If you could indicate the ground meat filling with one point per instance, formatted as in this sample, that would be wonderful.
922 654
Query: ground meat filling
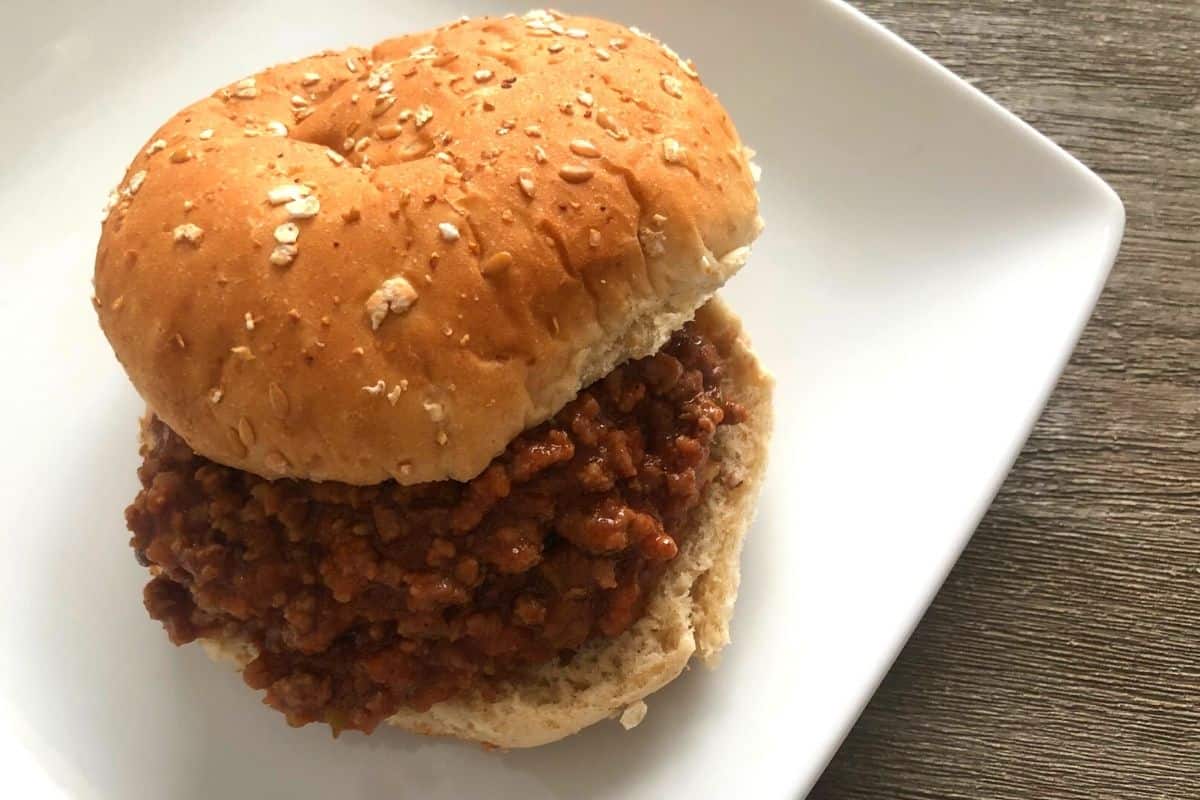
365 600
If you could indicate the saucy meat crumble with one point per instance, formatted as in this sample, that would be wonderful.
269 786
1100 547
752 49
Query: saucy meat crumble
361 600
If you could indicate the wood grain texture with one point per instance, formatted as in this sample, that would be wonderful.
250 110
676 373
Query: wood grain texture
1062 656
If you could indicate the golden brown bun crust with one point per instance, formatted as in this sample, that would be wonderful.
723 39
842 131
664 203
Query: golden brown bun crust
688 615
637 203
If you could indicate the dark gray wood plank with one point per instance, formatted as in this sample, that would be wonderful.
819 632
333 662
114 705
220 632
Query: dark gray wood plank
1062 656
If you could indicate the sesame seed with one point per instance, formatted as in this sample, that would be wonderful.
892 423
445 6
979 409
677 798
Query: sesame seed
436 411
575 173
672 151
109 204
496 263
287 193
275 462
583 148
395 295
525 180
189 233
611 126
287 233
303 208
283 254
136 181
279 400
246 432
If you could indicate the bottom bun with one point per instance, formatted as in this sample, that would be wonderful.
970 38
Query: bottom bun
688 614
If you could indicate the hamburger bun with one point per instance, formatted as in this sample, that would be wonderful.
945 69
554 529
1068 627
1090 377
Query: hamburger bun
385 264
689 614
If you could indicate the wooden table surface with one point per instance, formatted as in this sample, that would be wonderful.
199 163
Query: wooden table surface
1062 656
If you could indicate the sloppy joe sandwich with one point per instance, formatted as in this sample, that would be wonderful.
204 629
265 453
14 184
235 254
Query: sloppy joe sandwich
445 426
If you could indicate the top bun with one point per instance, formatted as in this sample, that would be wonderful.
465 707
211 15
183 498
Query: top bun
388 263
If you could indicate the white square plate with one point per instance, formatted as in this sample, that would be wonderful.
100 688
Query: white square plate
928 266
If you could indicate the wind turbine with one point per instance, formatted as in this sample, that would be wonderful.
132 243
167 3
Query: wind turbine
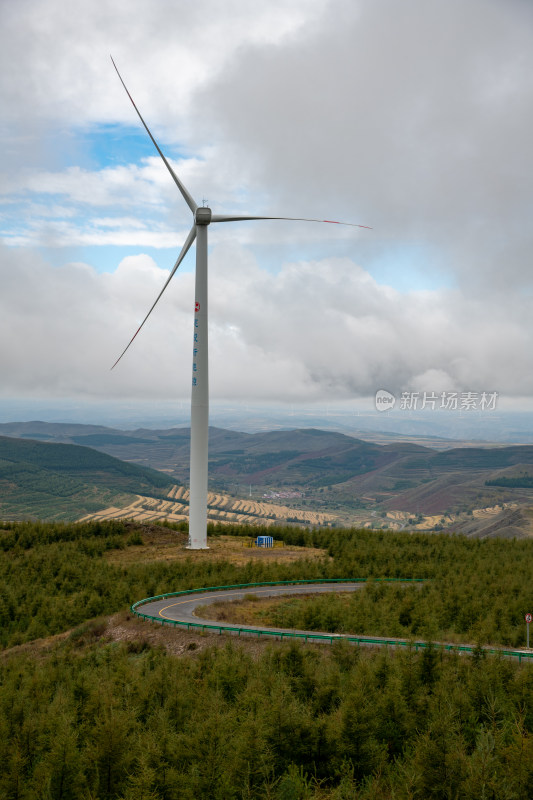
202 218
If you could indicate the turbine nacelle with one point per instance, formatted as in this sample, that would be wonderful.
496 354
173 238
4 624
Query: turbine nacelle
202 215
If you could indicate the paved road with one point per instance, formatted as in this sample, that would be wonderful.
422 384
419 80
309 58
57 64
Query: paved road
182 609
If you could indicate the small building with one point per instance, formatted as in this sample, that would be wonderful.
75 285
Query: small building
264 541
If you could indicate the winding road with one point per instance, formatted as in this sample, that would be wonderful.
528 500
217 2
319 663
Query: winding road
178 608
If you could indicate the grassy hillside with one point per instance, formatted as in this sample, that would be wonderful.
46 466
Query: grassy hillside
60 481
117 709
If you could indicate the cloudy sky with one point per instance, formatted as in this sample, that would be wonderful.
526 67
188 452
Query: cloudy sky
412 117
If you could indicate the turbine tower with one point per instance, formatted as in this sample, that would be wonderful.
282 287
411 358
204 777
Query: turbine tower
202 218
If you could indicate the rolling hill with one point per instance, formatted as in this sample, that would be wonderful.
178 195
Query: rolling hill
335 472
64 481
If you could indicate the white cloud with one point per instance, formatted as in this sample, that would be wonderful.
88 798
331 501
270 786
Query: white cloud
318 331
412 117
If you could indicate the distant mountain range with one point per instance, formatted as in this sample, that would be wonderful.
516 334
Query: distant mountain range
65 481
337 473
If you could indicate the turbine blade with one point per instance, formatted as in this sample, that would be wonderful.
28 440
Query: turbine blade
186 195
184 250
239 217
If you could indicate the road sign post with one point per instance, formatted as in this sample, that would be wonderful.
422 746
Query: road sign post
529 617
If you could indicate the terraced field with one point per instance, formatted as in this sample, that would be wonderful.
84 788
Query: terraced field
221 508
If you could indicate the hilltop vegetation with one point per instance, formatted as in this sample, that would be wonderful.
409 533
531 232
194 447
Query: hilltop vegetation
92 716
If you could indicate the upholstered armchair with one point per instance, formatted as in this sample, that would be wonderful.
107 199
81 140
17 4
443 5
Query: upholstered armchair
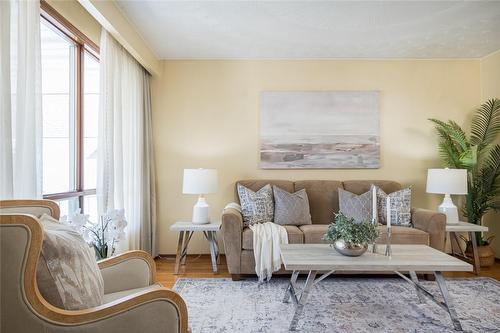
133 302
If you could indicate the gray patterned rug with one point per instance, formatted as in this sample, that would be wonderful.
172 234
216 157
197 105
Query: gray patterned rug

● ● ● ● ●

_WHAT TO WORK ON:_ Restate the whole listing above exactly, please, omitting every image.

_EXERCISE OUTPUT:_
If you could indicate the ground meat filling with one point per instance, formatted as in this sample, that would be wonderful.
922 654
Query: ground meat filling
365 600
If you could indicate the saucy meat crumble with one point per instance, formatted as in this sample, that would be wonderful.
269 786
1100 547
752 49
Query: saucy meat crumble
361 600
If you could indicate the wood grain texture with one point per instance, formatted as in this sample, that would be wonderful.
250 110
676 373
Query: wood grain texture
1062 656
If you could indicate the golden brown bun crust with one point per instance, formatted as in this sample, that would be wonderful.
723 39
842 131
664 203
Query: golden brown bun crust
688 615
637 203
If you could indicate the dark gray wood plank with one point per instance, formatted as in this sample, that would be wonderful.
819 632
333 662
114 705
220 632
Query: dark gray wood plank
1062 656
If you could indicate the sesame seed with one point per instance, formatted as in this sample, that would be wonderful.
892 423
445 6
979 409
677 798
Query: sesame seed
436 411
575 173
672 151
109 204
496 263
287 193
275 462
583 148
395 295
525 180
189 233
611 126
287 233
303 208
283 254
136 181
279 400
246 432
If you could indicate the bottom bun with one point per instance, formatted as in this sample, that would be wonderful.
970 38
Query: bottom bun
688 614
If you could indicate the hamburger bun with one point per instance, formatted as in this sample, that would be wonderful.
945 69
554 529
1068 627
1090 377
Query: hamburger bun
385 264
689 614
If you could indicate the wooden table surface with one point per instance, formatted as in this sample, that would be wonderful.
199 163
Query: wooden table surface
1062 656
If you could indicate the sloppy joe sandwich with one point per instance, formatted as in this sample, that would be wonderful.
204 629
265 453
14 184
235 254
Query: sloppy joe sandwich
445 426
If you could indicate the top bun with one point per instance, formatted as in this sample, that would be wonderful.
465 707
211 15
183 498
Query: top bun
388 263
If you could indicate the white square plate with one point per instance, formatted as in this sample, that would be wonderful.
100 688
Query: white square plate
928 266
If you could indicate the wind turbine with one point per instance, formatted as in this sample, that would be wonderful.
132 243
167 3
Query: wind turbine
202 218
If you could indicate the turbine nacelle with one point per instance, formatted as in this sample, that would be wonderful.
496 354
173 238
4 624
Query: turbine nacelle
202 215
If you could indicate the paved road with one point per instance, formatted as in this sample, that would be wonderful.
422 384
419 80
309 58
57 64
Query: paved road
182 609
If you could indicate the small building with one point per instance, formatted as in this sample, that would be wonderful.
75 285
Query: small building
264 541
If you could indicate the winding road with one point per instance, formatted as in this sample, that would be wonderful.
528 500
217 2
319 663
Query: winding road
178 608
If you could indicate the grassy hillside with one point per instance, formatted as in this sample, that would be wonderful.
46 466
Query: grassy hillside
60 481
117 709
If you could indicate the cloudy sky with one point per instance, formatted as in this sample, that would be wonderful.
526 67
188 452
Query: cloudy sky
412 117
If you could indicate the turbine tower with one point per instance, formatted as in this sample, that would be wonderful.
282 287
411 358
204 777
Query: turbine tower
202 218
If you could indicate the rolling hill with one point per instance, formatted as in this sample, that would be wonderful.
178 195
Query: rolling hill
335 472
64 481
If you could indicate the white cloud with one point per instance, formatted as in this sample, that would be wonderful.
88 798
331 501
270 786
Query: white cloud
318 331
412 117
If you could indicate the distant mountain range with one point per instance, formatted as in this sample, that would be wonderful.
516 334
Query: distant mountain range
65 481
337 473
If you could indicate the turbine blade with one point per instance, formatted as in this sample, that would be wonderful.
28 440
Query: turbine blade
186 195
184 250
239 217
If you could indicate the road sign post with one point per instance, formatted as in this sample, that would be wonderful.
422 746
Query: road sign post
529 617
If you could indicate the terraced field with one point per instance, formatted as in this sample, that would be wonderful.
84 788
Query: terraced field
221 508
If you could indicate the hilltop vegetation with one point per instance, formatted as in this sample, that would be wonderful.
409 533
531 232
194 447
Query: hilltop vegetation
92 716
If you could indicate the upholstered armchair with one point per instance, formatted as in this sample, that would be wonderful.
107 199
81 140
17 4
443 5
Query: upholstered armchair
133 302
If you could indicate the gray patterned rug with one point per instance, formatted as in this sample, that would be wonderful.
172 234
216 157
197 105
Query: gray patterned rug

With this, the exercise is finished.